■ **GIVEN DATA**:
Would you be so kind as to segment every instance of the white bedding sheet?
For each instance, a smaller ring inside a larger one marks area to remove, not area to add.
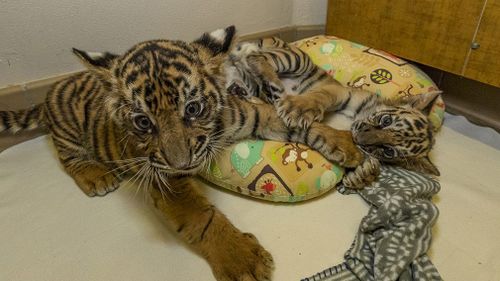
[[[444,127],[433,153],[442,177],[430,257],[445,280],[500,280],[500,151]],[[285,205],[207,186],[207,196],[299,280],[341,261],[368,207],[330,192]],[[141,194],[87,198],[47,137],[0,154],[0,280],[214,280]]]

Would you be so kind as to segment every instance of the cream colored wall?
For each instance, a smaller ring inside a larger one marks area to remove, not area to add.
[[[323,24],[325,11],[326,0],[0,0],[0,88],[82,69],[72,47],[123,52],[231,24],[240,34]]]

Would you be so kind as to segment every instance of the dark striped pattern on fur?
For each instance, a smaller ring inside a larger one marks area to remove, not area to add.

■ **PROMPT**: Word for word, return the entries above, but without any pictures.

■ **THE COMPLETED TASK**:
Would you be so kind as to segment every instance of the white bedding sheet?
For each instance, a smaller ring inside a larger one marks area to remove, not area to add.
[[[444,127],[433,153],[442,177],[430,257],[445,280],[500,280],[500,151]],[[285,205],[207,186],[207,196],[299,280],[341,261],[368,207],[330,192]],[[141,194],[87,198],[47,137],[0,154],[0,280],[214,280]]]

Would you be so kind as to segment every instance of the cream colored wall?
For each instance, a smaller ring inside a larger one marks area to remove, not area to add.
[[[323,24],[325,11],[326,0],[0,0],[0,88],[82,69],[72,47],[123,52],[231,24],[240,34]]]

Would you be so kind as to segment every instance of the dark striped pattern on fur?
For each instance, a smaller ring inside a larger one marks area to remove, not area to add.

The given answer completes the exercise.